▶ _Trecho para leitura_:
O esforço pela construção do Estado e pela busca da estabilidade política monárquica no Brasil também se materializou na fundação das instituições literárias na primeira metade do século XIX, como o Instituto Histórico e Geográfico Brasileiro (IHGB), criado em 1838. Naquele momento, a elite letrada do Brasil se inspirava nas instituições francesas – o Instituto Histórico de Paris havia sido fundado alguns anos antes (1834) e contava com a presença de representantes do Império brasileiro em suas sessões iniciais. A preocupação do homem do século XIX, dos dois lados do Atlântico, era com o registro histórico para a composição e conformação da memória nacional.

Dois capítulos do livro se ocupam dos temas relacionados à composição social dos membros do IHGB e às escolhas de temas nas publicações de sua Revista, na primeira metade do século XIX. A historiadora Lucia Maria Paschoal Guimarães analisa como a seleção de acontecimentos históricos e suas respectivas narrativas, junto à composição social dos membros do IHGB desde a sua fundação até o ano de 1850, apontam para o esforço considerável de construir um passado nacional legitimador do Estado monárquico. A defesa da monarquia e da figura do Imperador era necessária diante das conturbações e pressões vividas naquele momento. “O passado acabaria então por converter-se em ferramenta para legitimar as ações do presente.” (p. 62).

Tamanho esforço também poderia ser observado na busca pelo estabelecimento dos cânones literários brasileiros na Revista do IHGB, dado que os escritores nacionais a figurar entre as referências literárias também foram definidos no interior do próprio Instituto. Conforme nos indica Ana Beatriz Demarchi Barel, a seção da revista intitulada “Biographia dos Brasileiros Distintos por Letras, Armas, Virtudes, &” tinha a finalidade de apresentar ao público os nomes de personalidades nacionais (escritores, advogados, diplomatas, navegadores, inquisidores) dignas de elogios, e dentre elas é possível observar a indicação de quais nomes deveriam pertencer ao panteão dos escritores da literatura nacional, em diálogo com as referências europeias. Assim, “a RIHGB conforma-se como instrumento de propaganda da política alavancada pelas elites e do poder de um monarca ilustrado nos trópicos” (p. 83).

O historiador Avelino Romero Pereira abordou a música no Império como um campo de prospecção e definição de um projeto cultural nacional. Propondo refletir sobre suas características “aproximando-a da literatura e das artes visuais” (p. 100), o autor destaca que, a exemplo dos gêneros literários, a produção, a circulação e o consumo musical estiveram permeados de tensões. O mecenato exercido pelo imperador nessa área não reduziu a música a um caráter meramente oficialista do Império, como se os artistas fossem “marionetes a serviço do poder pessoal do Imperador e da construção de um projeto exótico de Império nos trópicos”. (p. 93) Araújo Porto Alegre seria um dos representantes da multiplicidade de ideias contrapostas à visão de unicidade nacional.

▶ _Linhas do conjunto de dados sobre onde os objetos aparecem_:
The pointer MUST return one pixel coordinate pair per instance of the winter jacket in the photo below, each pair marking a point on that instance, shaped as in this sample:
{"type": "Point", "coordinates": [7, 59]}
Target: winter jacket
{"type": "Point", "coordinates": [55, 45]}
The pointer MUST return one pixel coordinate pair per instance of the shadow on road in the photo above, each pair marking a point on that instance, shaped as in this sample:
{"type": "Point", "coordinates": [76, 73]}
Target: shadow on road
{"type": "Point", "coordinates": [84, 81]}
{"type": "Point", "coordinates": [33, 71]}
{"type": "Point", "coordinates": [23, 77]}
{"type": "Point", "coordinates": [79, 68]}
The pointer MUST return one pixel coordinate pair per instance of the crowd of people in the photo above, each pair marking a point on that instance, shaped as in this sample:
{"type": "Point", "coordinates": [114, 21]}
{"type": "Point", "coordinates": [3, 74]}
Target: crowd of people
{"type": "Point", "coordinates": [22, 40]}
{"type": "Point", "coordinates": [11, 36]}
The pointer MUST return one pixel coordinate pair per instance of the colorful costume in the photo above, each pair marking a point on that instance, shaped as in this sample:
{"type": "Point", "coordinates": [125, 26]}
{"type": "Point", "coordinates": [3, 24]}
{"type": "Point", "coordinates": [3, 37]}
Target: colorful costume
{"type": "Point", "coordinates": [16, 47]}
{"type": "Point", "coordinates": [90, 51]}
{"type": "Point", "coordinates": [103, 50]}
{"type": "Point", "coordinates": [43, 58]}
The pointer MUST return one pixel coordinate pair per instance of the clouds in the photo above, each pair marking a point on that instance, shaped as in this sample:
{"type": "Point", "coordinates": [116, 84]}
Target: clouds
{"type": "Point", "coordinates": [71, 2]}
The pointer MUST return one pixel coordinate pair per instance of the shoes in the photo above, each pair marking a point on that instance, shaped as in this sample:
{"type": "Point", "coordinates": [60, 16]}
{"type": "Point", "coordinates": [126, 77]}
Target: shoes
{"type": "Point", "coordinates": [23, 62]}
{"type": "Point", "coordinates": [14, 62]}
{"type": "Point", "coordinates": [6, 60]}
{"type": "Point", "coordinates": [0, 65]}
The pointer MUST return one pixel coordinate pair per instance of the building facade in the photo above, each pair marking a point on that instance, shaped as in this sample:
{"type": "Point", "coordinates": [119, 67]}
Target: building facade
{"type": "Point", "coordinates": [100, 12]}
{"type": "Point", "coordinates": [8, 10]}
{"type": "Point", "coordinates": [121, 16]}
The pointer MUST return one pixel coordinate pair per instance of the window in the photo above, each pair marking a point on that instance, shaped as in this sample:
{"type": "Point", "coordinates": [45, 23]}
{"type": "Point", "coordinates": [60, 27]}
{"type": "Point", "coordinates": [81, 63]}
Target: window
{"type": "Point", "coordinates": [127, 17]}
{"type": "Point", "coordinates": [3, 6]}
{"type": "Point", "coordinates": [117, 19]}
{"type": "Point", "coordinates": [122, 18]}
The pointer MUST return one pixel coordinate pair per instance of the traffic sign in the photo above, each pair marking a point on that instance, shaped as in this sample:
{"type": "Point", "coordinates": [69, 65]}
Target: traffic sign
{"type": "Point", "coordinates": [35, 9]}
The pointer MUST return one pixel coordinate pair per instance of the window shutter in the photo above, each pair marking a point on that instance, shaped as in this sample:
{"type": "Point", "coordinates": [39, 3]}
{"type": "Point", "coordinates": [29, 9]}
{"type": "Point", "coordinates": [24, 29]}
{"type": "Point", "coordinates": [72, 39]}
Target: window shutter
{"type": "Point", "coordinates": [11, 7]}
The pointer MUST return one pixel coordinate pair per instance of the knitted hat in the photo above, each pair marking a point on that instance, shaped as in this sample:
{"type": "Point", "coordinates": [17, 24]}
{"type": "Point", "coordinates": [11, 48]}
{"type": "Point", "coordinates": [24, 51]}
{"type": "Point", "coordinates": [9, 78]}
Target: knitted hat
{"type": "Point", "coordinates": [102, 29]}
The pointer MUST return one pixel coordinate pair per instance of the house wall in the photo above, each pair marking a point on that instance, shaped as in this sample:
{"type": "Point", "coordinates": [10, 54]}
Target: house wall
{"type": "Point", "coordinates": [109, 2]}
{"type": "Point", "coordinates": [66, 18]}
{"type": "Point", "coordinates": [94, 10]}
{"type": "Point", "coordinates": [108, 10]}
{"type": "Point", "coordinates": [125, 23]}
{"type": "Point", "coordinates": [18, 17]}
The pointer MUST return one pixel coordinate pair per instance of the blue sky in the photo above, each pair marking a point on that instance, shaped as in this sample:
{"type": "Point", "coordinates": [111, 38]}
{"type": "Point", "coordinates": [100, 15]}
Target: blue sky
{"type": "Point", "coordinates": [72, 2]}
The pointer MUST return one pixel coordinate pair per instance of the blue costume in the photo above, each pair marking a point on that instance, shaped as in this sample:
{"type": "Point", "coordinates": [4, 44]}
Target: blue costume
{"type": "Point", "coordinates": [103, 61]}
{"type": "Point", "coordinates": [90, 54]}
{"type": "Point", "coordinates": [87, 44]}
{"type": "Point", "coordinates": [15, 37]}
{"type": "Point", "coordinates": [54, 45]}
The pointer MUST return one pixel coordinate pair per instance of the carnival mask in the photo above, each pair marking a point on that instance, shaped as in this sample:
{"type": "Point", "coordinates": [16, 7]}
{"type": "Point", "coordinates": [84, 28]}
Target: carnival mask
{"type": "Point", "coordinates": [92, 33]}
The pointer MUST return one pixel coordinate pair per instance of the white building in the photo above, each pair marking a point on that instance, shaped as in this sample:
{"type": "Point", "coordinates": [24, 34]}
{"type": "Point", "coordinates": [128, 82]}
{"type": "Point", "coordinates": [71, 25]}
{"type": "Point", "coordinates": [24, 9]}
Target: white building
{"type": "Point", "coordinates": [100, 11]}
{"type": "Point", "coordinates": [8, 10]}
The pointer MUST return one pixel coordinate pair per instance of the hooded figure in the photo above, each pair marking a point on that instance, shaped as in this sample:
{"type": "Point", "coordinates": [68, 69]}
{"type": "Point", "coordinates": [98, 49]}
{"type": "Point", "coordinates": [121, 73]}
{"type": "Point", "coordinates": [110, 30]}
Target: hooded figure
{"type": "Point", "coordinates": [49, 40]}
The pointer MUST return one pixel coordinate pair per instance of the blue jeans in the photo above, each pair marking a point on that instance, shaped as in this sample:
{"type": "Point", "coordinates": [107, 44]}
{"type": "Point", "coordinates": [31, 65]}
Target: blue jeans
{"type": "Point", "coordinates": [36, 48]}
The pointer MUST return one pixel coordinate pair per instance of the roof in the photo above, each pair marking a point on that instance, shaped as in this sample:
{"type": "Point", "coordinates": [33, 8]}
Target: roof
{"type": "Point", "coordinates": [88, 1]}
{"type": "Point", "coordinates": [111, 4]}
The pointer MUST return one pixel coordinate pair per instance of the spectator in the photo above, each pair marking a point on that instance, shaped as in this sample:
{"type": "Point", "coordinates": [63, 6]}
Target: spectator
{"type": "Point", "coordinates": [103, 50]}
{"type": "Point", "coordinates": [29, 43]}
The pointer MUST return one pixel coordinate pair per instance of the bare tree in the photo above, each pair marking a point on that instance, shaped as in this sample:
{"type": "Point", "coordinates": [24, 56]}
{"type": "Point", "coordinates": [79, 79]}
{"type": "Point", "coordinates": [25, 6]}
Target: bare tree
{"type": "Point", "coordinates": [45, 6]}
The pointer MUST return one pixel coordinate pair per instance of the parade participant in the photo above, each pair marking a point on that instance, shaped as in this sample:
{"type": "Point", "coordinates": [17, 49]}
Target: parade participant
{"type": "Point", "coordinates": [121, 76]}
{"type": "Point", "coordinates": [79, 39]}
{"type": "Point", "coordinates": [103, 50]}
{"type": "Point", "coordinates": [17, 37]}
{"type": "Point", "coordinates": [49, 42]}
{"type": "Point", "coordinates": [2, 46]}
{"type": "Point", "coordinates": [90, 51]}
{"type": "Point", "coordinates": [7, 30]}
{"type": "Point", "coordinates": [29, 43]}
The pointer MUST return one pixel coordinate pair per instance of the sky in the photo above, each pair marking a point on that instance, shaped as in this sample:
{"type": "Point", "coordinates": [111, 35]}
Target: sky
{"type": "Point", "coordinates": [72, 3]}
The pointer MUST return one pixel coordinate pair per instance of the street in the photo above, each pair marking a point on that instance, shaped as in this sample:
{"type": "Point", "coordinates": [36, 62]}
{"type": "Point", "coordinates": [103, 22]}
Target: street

▶ _Objetivo do exercício_: Você consegue continuar o trecho sobre a cultura e as instituições letradas do Brasil imperial a partir da última frase dele?

▶ _Resposta abaixo_:
As trajetórias individuais iluminam as contradições, oposições e alianças estabelecidas no processo de formação de campos discursivos culturais no Brasil, como se pode ver no capítulo de Letícia Squeff. A autora nos apresenta o caso do pintor Estevão Silva, negro, que se indignou ao receber a medalha de prata como artista das mãos do Imperador, em 1879, Academia Imperial de Belas Artes. Squeff aponta a tensão que esse episódio gerou, intensificando, inclusive, o momento de crise vivido dentro da instituição e, também, acentuando ainda mais o descrédito público da figura do Imperador. “Foi percebido como atitude potencialmente revolucionária, numa monarquia que já vinha sendo sacudida por debates e discursos republicanos” (p. 294).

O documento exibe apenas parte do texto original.